EXERCISE INPUTS -
:::::

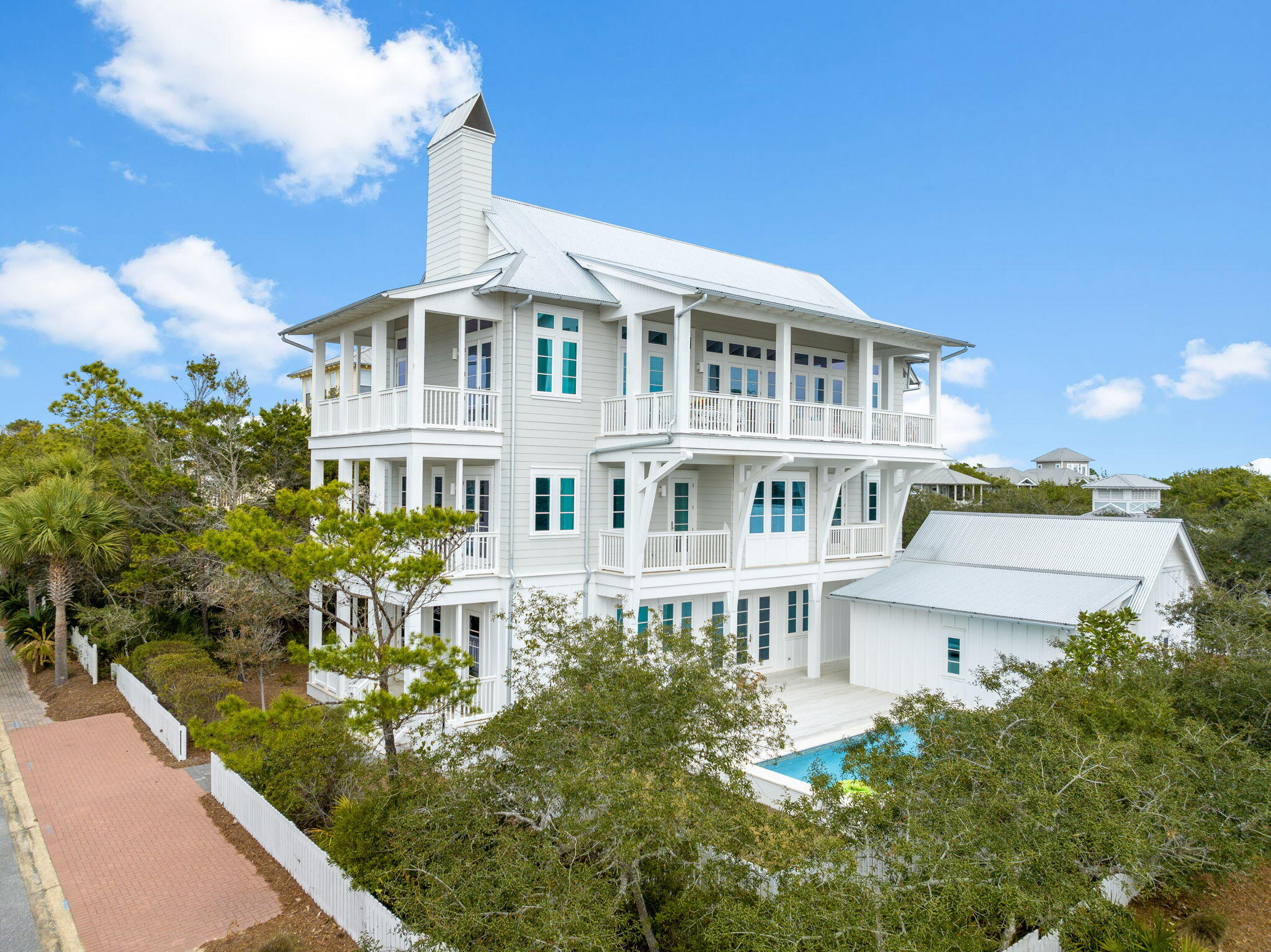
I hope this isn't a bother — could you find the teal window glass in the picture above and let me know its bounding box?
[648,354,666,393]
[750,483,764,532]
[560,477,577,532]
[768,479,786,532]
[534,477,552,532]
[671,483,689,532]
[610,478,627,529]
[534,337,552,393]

:::::

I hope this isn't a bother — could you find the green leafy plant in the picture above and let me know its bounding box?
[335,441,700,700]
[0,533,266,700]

:::::

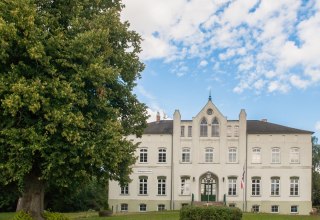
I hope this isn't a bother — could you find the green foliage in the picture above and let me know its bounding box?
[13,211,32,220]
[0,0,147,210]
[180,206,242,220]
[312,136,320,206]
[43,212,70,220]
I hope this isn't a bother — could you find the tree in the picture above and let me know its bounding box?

:::::

STATED TASK -
Gather each line from the listing above that contains the word "green", and copy those lines out in full.

RESULT OF THE TASK -
I hope this isn't a bother — could you find the green leafy plant in the picture above and let me know its bounding box?
I hope this isn't a bother — could you find the green foliage in the picture above and let me know its bounding box?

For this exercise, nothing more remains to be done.